** TASK OBJECTIVE **
Report how many lines in the rows below contain the string "roadside", using a case-sensitive match. Reply with the number only.

** DATA PROVIDED **

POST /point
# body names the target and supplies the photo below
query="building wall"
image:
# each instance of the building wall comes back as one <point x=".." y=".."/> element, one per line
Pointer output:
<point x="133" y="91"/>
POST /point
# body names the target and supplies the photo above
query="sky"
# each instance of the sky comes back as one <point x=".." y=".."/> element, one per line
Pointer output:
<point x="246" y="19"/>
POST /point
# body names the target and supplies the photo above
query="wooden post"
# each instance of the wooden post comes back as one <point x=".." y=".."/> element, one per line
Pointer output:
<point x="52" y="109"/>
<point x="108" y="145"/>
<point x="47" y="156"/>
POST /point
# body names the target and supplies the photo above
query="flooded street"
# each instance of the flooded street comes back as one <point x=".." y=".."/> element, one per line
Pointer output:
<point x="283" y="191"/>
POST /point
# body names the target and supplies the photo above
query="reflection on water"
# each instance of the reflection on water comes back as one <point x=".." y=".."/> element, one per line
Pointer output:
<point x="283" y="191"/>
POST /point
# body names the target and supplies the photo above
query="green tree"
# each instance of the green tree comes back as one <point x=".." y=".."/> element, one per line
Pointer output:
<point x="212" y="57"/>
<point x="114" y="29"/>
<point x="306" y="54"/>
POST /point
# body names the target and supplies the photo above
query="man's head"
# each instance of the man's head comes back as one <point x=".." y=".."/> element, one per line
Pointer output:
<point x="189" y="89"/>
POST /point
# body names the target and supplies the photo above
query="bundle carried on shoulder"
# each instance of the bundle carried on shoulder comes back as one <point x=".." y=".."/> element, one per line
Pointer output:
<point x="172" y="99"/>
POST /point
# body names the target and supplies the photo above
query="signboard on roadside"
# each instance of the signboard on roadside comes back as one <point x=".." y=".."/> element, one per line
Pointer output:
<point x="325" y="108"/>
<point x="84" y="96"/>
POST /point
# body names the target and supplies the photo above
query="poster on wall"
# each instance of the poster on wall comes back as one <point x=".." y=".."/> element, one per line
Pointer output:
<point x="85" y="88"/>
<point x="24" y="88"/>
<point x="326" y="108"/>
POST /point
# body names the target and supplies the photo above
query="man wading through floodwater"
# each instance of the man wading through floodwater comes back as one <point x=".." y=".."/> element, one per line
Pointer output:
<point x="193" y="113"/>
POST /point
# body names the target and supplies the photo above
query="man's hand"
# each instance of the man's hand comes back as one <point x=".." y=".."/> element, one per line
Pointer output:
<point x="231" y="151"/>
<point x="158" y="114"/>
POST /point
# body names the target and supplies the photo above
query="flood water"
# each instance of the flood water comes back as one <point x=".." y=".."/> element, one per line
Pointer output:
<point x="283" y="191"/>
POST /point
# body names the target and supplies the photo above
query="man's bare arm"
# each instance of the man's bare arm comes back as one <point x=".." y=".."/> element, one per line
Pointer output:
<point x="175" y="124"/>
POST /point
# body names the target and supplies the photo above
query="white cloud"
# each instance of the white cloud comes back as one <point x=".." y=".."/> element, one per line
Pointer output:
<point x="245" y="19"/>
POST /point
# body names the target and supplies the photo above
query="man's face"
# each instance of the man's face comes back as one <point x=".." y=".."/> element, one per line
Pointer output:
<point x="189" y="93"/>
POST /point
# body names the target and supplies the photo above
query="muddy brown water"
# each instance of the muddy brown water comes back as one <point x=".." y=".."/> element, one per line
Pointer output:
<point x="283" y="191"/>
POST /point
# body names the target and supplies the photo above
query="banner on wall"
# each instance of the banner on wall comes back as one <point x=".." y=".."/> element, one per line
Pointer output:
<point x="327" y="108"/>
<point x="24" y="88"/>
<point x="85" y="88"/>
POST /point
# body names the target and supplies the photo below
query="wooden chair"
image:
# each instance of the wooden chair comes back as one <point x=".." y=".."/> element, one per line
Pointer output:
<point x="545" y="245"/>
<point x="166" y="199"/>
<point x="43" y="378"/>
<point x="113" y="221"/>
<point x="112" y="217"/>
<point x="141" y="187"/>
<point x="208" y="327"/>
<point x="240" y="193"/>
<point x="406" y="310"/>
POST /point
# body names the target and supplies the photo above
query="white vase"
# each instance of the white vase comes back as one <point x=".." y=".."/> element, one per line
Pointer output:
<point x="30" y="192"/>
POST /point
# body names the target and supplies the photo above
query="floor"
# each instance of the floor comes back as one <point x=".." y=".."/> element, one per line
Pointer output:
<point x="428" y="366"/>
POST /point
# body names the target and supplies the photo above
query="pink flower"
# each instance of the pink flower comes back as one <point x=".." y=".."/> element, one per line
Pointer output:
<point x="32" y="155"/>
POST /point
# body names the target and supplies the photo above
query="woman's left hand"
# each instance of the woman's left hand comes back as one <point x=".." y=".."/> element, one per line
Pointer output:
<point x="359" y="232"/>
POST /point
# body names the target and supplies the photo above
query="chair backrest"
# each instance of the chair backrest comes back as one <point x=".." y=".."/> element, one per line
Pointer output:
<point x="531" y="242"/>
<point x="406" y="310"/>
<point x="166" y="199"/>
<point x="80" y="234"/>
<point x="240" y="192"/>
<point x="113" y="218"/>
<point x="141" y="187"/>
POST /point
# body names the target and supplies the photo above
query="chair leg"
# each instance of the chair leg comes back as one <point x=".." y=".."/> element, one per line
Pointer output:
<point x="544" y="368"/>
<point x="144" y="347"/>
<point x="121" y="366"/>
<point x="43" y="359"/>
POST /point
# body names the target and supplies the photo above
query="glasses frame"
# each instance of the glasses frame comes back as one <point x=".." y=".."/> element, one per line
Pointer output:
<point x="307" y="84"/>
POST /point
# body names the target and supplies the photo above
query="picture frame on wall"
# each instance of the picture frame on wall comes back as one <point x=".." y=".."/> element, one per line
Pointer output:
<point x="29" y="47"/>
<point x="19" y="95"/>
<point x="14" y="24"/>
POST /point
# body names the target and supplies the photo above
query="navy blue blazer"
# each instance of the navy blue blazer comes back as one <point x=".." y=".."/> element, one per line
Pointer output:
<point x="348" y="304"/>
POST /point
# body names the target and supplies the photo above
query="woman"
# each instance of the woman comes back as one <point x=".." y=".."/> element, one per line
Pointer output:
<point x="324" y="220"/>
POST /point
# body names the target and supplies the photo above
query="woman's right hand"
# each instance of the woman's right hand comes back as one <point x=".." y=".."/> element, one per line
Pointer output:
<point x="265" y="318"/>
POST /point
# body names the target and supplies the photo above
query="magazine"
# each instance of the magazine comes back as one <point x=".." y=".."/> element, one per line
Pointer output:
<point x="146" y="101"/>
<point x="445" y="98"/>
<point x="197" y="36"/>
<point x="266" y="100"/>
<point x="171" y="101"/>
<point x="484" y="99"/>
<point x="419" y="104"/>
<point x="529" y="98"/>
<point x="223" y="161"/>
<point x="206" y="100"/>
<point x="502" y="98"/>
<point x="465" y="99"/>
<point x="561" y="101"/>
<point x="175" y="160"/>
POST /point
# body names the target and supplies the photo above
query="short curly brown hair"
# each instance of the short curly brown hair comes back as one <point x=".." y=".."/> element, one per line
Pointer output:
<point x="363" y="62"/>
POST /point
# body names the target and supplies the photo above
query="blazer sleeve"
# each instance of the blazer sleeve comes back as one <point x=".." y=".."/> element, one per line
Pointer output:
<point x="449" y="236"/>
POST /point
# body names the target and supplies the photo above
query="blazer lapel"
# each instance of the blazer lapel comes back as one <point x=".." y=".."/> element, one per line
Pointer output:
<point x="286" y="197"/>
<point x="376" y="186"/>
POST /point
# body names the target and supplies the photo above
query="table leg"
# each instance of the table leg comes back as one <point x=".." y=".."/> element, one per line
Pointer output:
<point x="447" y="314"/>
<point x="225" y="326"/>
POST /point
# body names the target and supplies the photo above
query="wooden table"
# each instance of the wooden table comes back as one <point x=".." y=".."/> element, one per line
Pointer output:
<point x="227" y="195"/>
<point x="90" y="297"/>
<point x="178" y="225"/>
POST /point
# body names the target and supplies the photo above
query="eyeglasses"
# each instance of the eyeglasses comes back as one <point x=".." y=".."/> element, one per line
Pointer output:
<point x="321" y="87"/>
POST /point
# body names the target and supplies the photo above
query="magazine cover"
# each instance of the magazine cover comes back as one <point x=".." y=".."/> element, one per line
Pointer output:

** SOLUTION **
2